## Data for the task
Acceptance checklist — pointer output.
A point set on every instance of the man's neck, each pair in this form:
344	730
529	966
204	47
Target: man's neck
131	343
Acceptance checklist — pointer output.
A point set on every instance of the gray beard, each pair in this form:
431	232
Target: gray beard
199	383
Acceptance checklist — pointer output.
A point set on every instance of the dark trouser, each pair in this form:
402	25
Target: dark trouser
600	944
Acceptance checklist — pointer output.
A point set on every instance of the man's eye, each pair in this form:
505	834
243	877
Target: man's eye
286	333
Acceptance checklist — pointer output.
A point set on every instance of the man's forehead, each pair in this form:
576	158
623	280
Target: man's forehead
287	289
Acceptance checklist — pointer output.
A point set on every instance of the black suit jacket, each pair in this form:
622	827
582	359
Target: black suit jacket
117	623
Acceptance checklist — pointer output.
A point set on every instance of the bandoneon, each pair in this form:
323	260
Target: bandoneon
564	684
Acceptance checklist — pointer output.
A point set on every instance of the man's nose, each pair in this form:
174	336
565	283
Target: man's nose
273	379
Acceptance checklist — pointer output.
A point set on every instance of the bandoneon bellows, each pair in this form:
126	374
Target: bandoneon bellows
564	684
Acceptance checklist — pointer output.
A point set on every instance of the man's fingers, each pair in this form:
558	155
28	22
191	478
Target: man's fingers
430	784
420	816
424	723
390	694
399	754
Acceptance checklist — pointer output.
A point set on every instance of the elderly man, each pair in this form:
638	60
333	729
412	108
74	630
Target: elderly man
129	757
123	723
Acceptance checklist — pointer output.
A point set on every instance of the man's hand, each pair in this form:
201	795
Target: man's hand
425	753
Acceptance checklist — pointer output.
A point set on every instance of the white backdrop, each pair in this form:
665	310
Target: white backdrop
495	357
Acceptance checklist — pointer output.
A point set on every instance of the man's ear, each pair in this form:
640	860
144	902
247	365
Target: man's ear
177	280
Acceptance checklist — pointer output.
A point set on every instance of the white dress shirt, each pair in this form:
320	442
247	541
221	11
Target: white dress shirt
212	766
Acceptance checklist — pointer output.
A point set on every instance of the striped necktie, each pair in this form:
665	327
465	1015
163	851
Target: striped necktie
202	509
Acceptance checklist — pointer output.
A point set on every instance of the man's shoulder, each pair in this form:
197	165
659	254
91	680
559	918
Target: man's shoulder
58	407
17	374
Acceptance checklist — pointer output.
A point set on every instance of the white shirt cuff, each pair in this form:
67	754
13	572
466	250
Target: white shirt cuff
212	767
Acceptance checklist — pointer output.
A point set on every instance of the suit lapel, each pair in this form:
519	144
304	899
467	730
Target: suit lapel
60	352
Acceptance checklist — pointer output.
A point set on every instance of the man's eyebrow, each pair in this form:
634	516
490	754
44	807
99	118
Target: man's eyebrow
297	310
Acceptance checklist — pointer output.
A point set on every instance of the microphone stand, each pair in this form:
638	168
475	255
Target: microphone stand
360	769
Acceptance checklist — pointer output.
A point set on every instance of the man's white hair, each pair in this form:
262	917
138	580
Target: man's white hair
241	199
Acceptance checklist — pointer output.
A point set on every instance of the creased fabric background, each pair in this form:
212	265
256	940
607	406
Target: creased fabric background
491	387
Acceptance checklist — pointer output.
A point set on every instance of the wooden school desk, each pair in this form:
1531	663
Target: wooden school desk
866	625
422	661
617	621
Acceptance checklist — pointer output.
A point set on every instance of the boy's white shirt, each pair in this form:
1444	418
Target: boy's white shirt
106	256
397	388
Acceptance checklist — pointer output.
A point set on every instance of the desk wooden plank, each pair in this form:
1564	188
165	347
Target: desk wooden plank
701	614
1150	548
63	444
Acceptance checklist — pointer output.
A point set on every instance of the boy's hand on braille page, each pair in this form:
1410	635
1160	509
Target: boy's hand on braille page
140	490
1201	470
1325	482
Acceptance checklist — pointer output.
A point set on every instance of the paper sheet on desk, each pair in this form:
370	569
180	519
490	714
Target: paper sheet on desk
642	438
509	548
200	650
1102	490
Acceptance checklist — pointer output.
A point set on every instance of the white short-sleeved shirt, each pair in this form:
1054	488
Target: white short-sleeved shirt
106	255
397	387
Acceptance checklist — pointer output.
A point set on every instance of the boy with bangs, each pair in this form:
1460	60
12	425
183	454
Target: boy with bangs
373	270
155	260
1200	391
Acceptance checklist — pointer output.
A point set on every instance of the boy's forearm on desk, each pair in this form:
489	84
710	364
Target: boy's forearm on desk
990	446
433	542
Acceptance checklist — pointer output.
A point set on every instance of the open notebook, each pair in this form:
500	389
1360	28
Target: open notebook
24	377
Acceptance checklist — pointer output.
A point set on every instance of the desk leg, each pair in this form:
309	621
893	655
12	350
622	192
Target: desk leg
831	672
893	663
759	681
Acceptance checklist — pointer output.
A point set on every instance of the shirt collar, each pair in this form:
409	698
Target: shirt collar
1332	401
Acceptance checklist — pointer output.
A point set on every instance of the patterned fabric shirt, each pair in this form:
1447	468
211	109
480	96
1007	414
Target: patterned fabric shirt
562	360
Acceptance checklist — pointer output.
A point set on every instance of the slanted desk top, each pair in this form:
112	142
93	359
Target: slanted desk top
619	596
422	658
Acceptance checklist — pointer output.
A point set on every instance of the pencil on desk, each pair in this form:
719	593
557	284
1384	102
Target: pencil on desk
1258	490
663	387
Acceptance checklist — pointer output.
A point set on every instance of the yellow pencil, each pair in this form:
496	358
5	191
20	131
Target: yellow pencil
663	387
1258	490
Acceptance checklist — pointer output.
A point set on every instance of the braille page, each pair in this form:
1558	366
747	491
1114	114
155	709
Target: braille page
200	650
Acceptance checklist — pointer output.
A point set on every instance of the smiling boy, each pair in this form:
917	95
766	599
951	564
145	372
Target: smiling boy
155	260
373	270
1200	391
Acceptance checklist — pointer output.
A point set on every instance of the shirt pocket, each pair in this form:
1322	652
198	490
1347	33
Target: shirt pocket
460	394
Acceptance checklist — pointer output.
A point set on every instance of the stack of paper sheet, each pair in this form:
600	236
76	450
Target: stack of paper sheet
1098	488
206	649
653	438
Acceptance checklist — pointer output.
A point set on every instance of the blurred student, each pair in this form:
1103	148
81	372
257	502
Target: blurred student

## Instruction
Locate every line in the listing that contains the string "bandoneon" and copy each such line. Treat the match as case-sensitive.

## Result of the task
A point set on every instance of the bandoneon, each pair in this form:
Target: bandoneon
A point set on every instance of the bandoneon bellows, each pair in this form:
Target: bandoneon bellows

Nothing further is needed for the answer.